• LIST OF TASKS
- a) Using the passage about Tania and Dave, explain what caused the little arguments between them.
- b) In the passage about Tania and Dave, what name did they plan to give their vineyard?

As reticent as Tania had been at first to talk about Dave, now she peppered most of her conversations with mentions of him. Dave was one of those guys everybody loved, she told Linda. In so many ways, he was almost too good to be true. Of course, Dave had his quirks. He was always misplacing his keys and his wallet, he watched the movie
Braveheart
so many times that he could recite most of the lines, and he couldn’t stand to be late, not even by a minute when they were supposed to be somewhere. That caused little arguments as she rushed to get ready, and he stood there, checking his watch. But those were small things. What she had loved most about Dave—what drew her to him right from the start—she said, was that he was never afraid to show his sensitive side. She had seen him leave his volunteer shift at the soup kitchen in tears because, he said, no one should ever be hungry. And being the hopeless and silly romantic that he was, he had unabashedly serenaded her with corny love songs in places like the subway or the middle of a crowded restaurant.
Dave was always thinking of everyone else, Tania said. She had always told him he was loyal to a fault, and she loved that about him. In high school, he’d been a championship wrestler, and, until his death, he regularly returned to his New Jersey alma mater to encourage the boys on the wrestling team, even if it meant foregoing other weekend plans. When he died, the team dedicated its season to his memory, and then the school held a beautiful ceremony at which they unveiled a plaque in his name to hang permanently in the lobby. She’d been so proud to be there with his family.
How would she ever find someone else after loving Dave? Tania would ask. He never missed a birthday, and, no matter where he was, he always made sure to call his family and friends to serenade them with the birthday song. He loved kids, and they’d wanted to have three or four. Their plans were eventually to move to the West Coast, and they’d saved a substantial amount of money toward buying a vineyard in California’s Napa Valley, which they planned to name Esperanza, or “hope” in Spanish. They had a lifetime’s worth of dreams, Tania said, but not enough time to make most of them come true. Suddenly there was no future. Dave was gone.
She was so grateful that they had gone ahead and bought a beach house in Amagansett in the Hamptons and had the whole summer there before he died. Dave loved the commotion of the city, but the ocean soothed him, and his favorite pastime when they were at the beach was walking the dunes in the morning as the sun rose on the horizon. During the summer months before September 11, they usually left the city by noon on Fridays, then fought the weekend traffic on the Long Island Expressway just to be able to make it to Nick and Toni’s, their favorite East Hampton haunt, in time for dinner and the house special ricotta gnocchi. The house at the beach had so many reminders of Dave. His picture was in every room, and his softball uniform and Hawaiian shirts still hung in the bedroom closet. She felt closest to him when she was there.

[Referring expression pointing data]
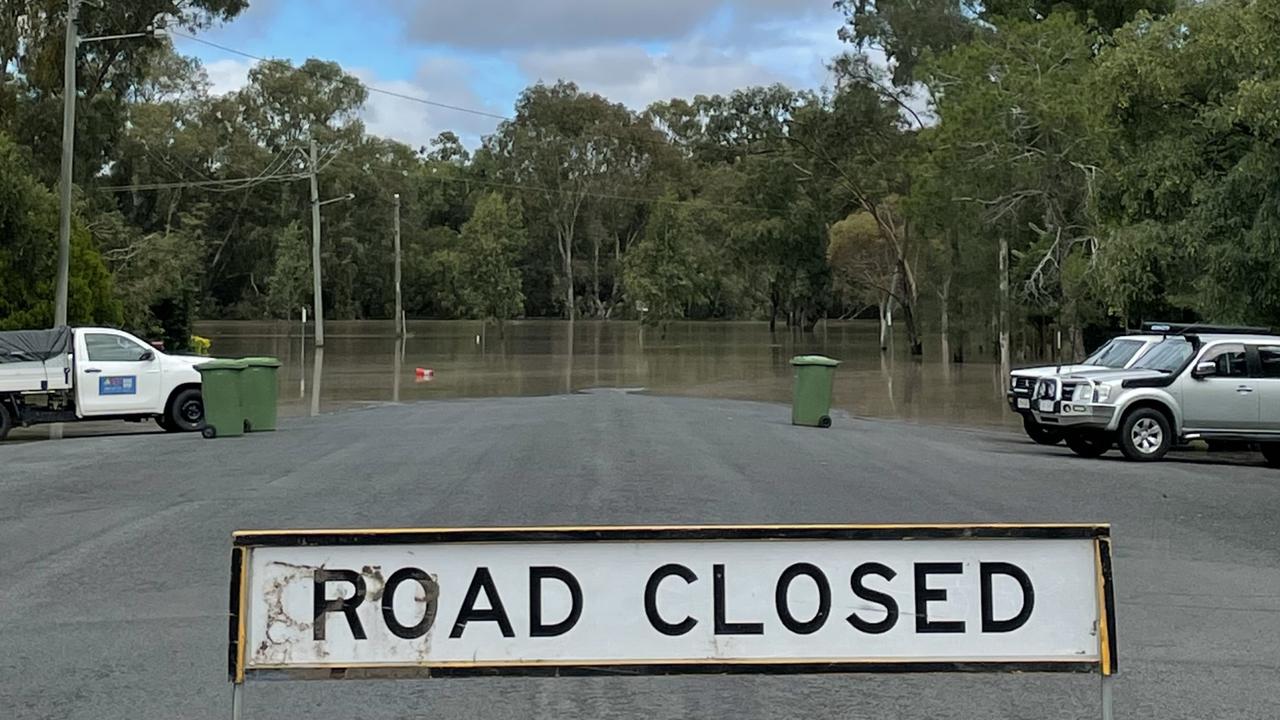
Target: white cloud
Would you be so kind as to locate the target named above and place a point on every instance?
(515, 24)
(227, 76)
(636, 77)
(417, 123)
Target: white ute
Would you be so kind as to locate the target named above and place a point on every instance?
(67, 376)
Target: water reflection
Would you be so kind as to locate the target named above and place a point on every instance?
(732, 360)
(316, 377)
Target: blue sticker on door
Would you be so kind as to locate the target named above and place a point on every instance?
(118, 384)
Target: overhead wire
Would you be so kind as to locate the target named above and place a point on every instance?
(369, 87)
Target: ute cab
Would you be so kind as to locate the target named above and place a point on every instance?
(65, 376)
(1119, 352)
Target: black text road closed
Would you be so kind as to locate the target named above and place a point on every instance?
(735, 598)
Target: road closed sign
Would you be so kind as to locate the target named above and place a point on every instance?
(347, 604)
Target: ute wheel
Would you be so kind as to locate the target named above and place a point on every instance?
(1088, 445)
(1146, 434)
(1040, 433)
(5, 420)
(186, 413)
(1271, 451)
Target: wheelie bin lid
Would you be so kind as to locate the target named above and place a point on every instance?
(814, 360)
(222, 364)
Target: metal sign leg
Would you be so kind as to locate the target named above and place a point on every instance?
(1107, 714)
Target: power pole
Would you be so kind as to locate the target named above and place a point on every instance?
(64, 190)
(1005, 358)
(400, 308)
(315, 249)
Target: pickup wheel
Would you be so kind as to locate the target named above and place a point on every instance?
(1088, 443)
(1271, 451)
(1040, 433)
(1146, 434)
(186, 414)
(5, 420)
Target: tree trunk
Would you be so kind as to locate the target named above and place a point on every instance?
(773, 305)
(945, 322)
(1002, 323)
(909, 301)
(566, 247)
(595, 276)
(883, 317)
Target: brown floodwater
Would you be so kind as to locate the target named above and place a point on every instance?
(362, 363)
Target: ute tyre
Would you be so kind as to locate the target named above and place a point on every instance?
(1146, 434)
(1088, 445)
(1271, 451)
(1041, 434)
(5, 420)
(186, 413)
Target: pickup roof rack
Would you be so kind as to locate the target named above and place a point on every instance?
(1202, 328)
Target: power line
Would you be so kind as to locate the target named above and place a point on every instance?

• TASK RESPONSES
- a) Dave couldn't stand to be late, not even by a minute, when they were supposed to be somewhere. As Tania rushed to get ready, he stood there checking his watch, which led to little arguments.

- b) Esperanza, which means "hope" in Spanish.